Task statement
What you produce should be every line from the data that includes "target".

Saved data entries:
*****

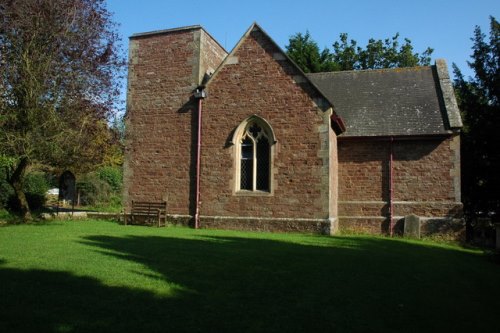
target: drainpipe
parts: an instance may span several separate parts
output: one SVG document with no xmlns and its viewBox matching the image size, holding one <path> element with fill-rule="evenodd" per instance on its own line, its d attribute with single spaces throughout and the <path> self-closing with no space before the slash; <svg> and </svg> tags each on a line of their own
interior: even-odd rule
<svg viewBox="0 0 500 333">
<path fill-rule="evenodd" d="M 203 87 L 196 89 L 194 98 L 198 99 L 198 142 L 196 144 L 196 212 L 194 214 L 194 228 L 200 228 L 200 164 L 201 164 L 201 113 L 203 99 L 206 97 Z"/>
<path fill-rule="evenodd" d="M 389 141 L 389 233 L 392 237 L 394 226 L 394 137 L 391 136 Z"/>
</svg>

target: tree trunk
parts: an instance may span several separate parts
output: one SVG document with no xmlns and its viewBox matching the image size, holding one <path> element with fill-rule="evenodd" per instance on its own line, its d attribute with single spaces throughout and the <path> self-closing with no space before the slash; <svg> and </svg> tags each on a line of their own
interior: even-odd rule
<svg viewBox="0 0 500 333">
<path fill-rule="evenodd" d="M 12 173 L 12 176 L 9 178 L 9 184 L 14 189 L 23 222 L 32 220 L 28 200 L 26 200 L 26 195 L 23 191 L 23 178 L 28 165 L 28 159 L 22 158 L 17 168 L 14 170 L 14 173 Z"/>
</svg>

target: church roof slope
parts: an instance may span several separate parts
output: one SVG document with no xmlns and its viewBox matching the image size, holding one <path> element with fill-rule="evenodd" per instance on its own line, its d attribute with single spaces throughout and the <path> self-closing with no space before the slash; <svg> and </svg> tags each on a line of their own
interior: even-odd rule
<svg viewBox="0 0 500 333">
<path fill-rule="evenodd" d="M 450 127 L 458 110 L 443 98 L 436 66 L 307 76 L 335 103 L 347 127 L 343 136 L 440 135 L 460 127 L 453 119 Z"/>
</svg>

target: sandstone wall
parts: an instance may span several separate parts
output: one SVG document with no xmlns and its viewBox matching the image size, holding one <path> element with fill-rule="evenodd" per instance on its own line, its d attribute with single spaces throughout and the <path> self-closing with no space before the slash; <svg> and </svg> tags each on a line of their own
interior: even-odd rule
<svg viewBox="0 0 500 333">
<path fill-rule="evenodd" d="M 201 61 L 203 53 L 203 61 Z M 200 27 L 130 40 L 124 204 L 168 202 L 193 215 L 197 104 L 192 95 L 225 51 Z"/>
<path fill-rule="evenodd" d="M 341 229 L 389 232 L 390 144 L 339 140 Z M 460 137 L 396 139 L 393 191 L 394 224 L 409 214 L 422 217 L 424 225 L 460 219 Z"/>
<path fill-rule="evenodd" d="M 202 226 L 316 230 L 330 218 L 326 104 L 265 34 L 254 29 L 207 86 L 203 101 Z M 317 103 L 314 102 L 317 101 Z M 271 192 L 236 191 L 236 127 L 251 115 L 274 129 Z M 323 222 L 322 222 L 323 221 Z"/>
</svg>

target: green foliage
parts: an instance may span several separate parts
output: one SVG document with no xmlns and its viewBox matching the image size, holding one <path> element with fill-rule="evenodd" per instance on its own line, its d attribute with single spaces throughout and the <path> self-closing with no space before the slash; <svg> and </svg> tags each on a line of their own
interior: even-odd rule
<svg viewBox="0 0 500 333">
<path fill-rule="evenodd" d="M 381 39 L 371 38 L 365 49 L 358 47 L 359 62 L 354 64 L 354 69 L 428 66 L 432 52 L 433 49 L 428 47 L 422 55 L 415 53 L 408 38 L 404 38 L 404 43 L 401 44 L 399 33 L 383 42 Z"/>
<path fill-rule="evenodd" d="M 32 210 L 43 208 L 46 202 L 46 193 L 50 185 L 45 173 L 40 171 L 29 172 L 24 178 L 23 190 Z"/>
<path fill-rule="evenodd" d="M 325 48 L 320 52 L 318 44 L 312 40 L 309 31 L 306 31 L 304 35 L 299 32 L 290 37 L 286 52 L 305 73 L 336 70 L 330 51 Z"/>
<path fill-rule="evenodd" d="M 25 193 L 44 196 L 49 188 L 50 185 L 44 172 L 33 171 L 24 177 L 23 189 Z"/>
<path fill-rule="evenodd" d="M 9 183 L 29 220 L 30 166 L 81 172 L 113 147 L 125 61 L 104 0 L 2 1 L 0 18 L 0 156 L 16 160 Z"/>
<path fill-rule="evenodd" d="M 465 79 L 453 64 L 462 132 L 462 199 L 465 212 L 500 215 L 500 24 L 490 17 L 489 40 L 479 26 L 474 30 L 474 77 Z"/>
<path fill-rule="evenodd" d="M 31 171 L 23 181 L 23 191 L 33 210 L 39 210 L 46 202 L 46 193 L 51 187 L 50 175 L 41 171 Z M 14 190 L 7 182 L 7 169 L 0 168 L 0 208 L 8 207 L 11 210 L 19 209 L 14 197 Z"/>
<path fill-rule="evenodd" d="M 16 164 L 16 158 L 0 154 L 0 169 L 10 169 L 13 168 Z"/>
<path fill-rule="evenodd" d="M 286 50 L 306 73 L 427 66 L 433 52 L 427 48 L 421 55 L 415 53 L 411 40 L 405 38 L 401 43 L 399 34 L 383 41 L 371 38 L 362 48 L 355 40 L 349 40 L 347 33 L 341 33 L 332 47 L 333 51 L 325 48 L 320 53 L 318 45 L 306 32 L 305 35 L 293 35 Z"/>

*****

Exercise output
target: drainpipe
target: tree trunk
target: church roof slope
target: sandstone wall
target: green foliage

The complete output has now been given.